> _Exercise tasks_
1 - Answer these questions using the text about AS Roma:
(a) How many people will the new stadium be able to hold?
(b) How large will the fanzone be?
(c) Which NBA franchise is Pallotta a fan of?
2 - From the text about AS Roma, retype the part that opens with the words containing "A fan of NBA" and closes with "help reinvigorate Roma.".

[Text under study — start]

Neither Barca nor Bayern responded to CNN's request to see if they would consider playing against Roma in one of these venues in a friendly.
However, more tangible is Pallotta's intention to provide Rome with a new stadium which the club hopes will be ready for the 2016-17 season.
Able to accommodate up to 60,000 people, the arena is intended to become the focal point for a new chapter in the club's history.
A "Peak Performance Center" will be built adjacent to the stadium providing facilities for the club's first and youth teams to train, while a deal has been struck with local authorities to extend the metro line allowing easier access for supporters.
A new club village, which will host restaurants, bars and shops will also be built with the 13,500 square meter fanzone helping to create thousands of jobs.
Given that Rome was not built in a day, Pallotta has big plans for Roma's youth academy and the city's youngsters.
"In the past year, we had Roma kids on our shirts which is the foundation we set up for inner city programs in Rome," explained the American.
"In terms of the youth side of things, we've got good programs but what we've instituted is a new educational framework.
"I didn't think we were doing enough. We know only three or four kids are going to make it to Serie A or the Premier League, so what are they going to do when they're 18 or 19?
"Are they going to be a clerk somewhere? Or get a menial job with no education?
"So we instituted a 9th-12th grade formal program which is online and this will help them get into college.
"They'll get accredited if they can't make it in football and we'll help them."
A fan of NBA franchise Boston Celtics, Pallotta is well aware of the role that history can have in promoting a brand and he has used some of the NBA's ideas to help reinvigorate Roma.
A Hall of Fame was set up following a vote by supporters, while the club's logo was changed and the name 'AS Roma' registered as a trademark.
He is hoping that the likes of inspirational captain Totti, known as 'el Capitano,' will remain at the club when he retires in an ambassadorial role.

[Text under study — finish]
[Data for review — start]

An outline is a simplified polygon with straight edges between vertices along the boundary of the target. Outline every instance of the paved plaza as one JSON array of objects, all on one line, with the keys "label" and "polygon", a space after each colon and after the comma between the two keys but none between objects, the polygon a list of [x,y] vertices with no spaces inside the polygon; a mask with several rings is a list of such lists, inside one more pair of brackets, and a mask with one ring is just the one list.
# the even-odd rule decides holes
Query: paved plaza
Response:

[Data for review — finish]
[Data for review — start]

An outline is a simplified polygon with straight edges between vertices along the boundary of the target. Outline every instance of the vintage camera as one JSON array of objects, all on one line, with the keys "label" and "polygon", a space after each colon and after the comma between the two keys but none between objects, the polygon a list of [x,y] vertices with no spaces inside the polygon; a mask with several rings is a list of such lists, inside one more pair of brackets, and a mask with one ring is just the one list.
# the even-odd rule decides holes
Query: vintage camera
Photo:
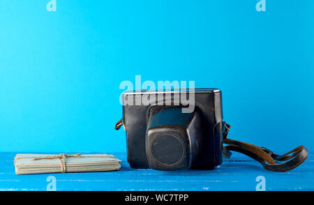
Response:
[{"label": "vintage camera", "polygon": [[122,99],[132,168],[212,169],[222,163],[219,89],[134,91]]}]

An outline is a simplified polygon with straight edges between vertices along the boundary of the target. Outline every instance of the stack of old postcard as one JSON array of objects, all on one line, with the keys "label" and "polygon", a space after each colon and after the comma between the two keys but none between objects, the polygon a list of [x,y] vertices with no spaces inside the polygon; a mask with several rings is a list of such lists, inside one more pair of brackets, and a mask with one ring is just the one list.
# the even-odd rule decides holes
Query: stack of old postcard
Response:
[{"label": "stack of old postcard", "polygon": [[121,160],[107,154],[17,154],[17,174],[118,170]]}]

[Data for review — finish]

> _Answers given_
1 -
(a) Up to 60,000 people.
(b) 13,500 square meters.
(c) The Boston Celtics.

2 -
A fan of NBA franchise Boston Celtics, Pallotta is well aware of the role that history can have in promoting a brand and he has used some of the NBA's ideas to help reinvigorate Roma.